Pick out every line in the items below that contains the string "outline", paying attention to case, and copy each of those lines.

(Saved items from a collection)
□ □ □
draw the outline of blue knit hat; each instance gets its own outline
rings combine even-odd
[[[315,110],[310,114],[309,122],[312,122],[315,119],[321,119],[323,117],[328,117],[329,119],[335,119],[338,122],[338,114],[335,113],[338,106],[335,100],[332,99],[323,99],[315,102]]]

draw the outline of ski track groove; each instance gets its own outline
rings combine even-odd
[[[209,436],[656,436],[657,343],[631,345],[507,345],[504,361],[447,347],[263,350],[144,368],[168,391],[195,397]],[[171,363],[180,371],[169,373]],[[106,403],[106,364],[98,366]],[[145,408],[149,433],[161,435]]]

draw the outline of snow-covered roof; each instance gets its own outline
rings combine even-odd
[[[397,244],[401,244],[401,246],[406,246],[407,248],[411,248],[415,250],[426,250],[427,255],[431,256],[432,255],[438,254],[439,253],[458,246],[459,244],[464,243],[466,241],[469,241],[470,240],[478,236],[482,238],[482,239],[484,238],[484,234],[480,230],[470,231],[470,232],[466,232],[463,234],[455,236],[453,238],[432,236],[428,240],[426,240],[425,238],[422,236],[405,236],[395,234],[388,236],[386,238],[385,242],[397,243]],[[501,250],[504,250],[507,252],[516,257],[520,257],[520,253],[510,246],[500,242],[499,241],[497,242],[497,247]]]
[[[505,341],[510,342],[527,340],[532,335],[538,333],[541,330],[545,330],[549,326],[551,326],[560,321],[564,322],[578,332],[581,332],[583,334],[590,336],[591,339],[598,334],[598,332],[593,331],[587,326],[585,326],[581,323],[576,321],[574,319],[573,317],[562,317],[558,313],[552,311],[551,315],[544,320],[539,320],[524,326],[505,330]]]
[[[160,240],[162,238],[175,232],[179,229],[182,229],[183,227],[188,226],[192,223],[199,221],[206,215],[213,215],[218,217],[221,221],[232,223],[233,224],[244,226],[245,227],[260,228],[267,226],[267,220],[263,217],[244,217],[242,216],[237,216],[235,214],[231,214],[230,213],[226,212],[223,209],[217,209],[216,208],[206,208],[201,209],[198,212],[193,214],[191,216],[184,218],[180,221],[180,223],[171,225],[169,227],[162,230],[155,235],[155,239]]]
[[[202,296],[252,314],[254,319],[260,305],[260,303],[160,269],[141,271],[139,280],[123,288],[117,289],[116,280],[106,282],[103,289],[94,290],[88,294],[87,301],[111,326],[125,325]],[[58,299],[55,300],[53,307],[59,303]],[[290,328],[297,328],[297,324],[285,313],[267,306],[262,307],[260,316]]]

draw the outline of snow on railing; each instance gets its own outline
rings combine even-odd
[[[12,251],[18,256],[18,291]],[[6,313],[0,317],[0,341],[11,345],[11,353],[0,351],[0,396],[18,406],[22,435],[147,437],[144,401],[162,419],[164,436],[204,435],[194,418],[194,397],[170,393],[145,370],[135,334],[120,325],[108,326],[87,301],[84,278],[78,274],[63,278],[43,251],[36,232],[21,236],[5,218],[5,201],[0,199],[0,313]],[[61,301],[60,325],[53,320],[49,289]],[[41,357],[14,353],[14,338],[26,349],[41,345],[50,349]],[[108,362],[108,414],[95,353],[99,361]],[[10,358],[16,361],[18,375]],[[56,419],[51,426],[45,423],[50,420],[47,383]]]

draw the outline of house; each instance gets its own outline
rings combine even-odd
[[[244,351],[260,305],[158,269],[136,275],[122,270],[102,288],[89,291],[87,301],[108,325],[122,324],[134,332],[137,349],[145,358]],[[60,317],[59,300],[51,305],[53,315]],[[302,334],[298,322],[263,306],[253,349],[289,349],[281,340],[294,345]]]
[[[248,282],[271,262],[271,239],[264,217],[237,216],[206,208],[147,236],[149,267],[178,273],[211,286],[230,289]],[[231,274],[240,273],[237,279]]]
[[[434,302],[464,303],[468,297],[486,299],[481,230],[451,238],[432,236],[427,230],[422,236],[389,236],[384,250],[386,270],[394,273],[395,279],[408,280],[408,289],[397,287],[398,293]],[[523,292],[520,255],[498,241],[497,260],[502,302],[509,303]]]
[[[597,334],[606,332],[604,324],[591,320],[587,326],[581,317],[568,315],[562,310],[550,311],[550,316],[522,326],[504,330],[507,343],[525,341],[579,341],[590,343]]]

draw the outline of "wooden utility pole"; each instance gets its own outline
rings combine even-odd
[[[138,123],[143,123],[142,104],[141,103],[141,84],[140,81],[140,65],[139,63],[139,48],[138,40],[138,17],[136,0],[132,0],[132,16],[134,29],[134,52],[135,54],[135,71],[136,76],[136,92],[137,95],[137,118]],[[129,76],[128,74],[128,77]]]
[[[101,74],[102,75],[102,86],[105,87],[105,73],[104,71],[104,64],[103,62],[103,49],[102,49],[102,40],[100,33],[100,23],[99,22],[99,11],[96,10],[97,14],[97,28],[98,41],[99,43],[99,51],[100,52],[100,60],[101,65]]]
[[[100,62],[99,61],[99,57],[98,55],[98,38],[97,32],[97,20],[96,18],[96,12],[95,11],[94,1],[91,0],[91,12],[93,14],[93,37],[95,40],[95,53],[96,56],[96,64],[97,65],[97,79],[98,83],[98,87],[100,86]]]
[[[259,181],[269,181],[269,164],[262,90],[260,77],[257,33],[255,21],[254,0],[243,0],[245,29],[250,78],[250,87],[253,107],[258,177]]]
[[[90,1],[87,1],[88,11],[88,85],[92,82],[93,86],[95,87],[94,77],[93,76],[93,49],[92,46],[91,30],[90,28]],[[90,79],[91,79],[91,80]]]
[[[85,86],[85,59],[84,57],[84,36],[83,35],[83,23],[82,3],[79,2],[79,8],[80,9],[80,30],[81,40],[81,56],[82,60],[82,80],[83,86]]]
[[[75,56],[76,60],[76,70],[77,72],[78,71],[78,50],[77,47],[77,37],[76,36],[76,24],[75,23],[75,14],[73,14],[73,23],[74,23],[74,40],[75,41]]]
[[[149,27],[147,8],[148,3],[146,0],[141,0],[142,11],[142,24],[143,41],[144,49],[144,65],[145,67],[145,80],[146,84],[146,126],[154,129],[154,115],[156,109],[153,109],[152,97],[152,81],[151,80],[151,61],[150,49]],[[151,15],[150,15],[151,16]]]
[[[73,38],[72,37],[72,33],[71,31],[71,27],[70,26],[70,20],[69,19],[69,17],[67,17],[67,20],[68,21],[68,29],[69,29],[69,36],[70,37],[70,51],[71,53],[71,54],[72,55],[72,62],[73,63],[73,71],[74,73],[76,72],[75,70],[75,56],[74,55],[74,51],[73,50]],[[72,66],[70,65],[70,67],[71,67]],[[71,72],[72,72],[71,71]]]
□ □ □
(The completed task)
draw the outline of blue knit hat; each instance gets its own outline
draw the outline of ski track groove; each instance gets its own outline
draw the outline of snow-covered roof; each instance gets its own outline
draw the outline of snow on railing; each instance gets its own outline
draw the outline of house; each instance gets its own outline
draw the outline of "wooden utility pole"; each instance gets its own outline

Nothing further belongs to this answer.